# WHAT THE TASK REQUIRES
Reproduce the passage of the Art in Action text below that starts at the words "Alfred Frankenstein of" and stops after "of color photos.".

# DOCUMENT SECTION
——————————
= Art in Action =

Art in Action at the Golden Gate International Exposition. "The Pit" with its many artists is at floor level and Herman Volz's mosaic is on the opposite wall. LIFE photographer Peter Stackpole climbed up Diego Rivera's scaffold to take this shot

Art in Action was an exhibit of artists at work displayed for four months in the summer of 1940 at the Golden Gate International Exposition (GGIE) held on Treasure Island. Many famous artists took part in the exhibit, including Dudley C. Carter, woodcarver and Diego Rivera, muralist. Rivera painted his monumental work Pan American Unity at Art in Action.

==Origins==

During the first year of the Exposition, the investors failed to make a profit and the GGIE committee decided to extend the fair for one more year. The exhibition's second season ran from May 25, 1940, through September 29, 1940, and featured lower ticket prices and a collection of new attractions. Art in Action opened on June 1, a week after the main Exposition, and closed at the same time as the rest of the Exposition.

Timothy L. Pflueger, architect and member of the GGIE design committee, came up with a plan to have an exhibition of artists on display. He selected Helen Bruton, an artist from Alameda, California, to be in charge of the program. She was assisted by Beatrice Judd Ryan, a local art dealer and curator, who was hired as the State Director of Exhibitions. They contacted a wide array of artists to show their talents to the public while working within the "Fine Arts Palace", a concrete and steel industrial building measuring 335 by 78 feet intended to be an aircraft hangar after the Exposition closed. For the second time, Pflueger brought Rivera to San Francisco to paint a mural, this time as the main attraction at Art in Action.

Alfred Frankenstein of the New York Times reported from the opening day and wrote "Here the visitor is privileged to observe a kind of twenty-ring circus of art... On the floor, in a series of little ateliers, sculptors, painters, lithographers, etchers, ceramicists, weavers and whatnot are at work under the direct observation of the public." On July 29, 1940, LIFE magazine ran a story about Art in Action using a spread of color photos.
——————————
# MATERIAL PROVIDED
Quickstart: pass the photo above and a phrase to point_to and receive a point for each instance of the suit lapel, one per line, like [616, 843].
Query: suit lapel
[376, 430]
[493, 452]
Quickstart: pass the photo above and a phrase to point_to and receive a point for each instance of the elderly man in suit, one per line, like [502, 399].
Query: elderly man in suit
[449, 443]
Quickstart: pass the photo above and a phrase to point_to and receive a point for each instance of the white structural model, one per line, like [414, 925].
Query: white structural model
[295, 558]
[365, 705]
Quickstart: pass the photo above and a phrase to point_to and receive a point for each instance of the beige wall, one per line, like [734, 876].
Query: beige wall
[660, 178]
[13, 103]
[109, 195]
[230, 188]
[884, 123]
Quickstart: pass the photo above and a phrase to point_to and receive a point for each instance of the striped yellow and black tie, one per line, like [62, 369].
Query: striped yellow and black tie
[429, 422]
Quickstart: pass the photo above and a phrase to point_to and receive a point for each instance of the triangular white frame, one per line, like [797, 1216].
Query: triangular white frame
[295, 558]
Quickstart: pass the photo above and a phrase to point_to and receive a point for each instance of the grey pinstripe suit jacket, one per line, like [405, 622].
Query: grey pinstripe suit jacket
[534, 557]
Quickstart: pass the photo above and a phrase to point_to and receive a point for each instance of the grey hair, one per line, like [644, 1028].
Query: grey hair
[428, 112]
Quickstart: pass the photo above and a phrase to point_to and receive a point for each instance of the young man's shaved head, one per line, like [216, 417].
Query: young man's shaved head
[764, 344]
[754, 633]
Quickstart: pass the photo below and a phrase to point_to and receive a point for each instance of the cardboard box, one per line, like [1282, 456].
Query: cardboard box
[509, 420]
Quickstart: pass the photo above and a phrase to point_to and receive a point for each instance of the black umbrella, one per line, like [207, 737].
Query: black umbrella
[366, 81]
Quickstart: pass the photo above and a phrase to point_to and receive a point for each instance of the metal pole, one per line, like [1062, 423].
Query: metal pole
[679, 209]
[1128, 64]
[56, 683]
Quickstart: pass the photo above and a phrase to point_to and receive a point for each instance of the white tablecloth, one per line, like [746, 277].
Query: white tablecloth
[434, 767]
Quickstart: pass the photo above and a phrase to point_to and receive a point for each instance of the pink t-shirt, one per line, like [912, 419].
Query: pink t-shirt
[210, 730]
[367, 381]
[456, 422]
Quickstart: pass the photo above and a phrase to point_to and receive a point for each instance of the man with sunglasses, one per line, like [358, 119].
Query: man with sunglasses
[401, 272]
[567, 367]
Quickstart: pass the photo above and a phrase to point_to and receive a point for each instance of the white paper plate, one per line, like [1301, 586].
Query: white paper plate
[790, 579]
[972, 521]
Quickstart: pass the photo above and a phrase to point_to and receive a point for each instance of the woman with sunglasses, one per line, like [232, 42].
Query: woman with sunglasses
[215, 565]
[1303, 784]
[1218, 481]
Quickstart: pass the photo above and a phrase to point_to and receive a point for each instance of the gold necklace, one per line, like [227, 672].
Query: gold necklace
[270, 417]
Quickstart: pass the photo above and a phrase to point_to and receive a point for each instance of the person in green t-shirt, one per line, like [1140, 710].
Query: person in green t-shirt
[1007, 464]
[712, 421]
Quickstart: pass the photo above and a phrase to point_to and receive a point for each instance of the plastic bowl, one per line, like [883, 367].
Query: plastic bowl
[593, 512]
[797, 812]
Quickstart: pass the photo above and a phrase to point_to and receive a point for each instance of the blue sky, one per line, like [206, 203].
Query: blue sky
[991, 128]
——————————
# OUTPUT BELOW
Alfred Frankenstein of the New York Times reported from the opening day and wrote "Here the visitor is privileged to observe a kind of twenty-ring circus of art... On the floor, in a series of little ateliers, sculptors, painters, lithographers, etchers, ceramicists, weavers and whatnot are at work under the direct observation of the public." On July 29, 1940, LIFE magazine ran a story about Art in Action using a spread of color photos.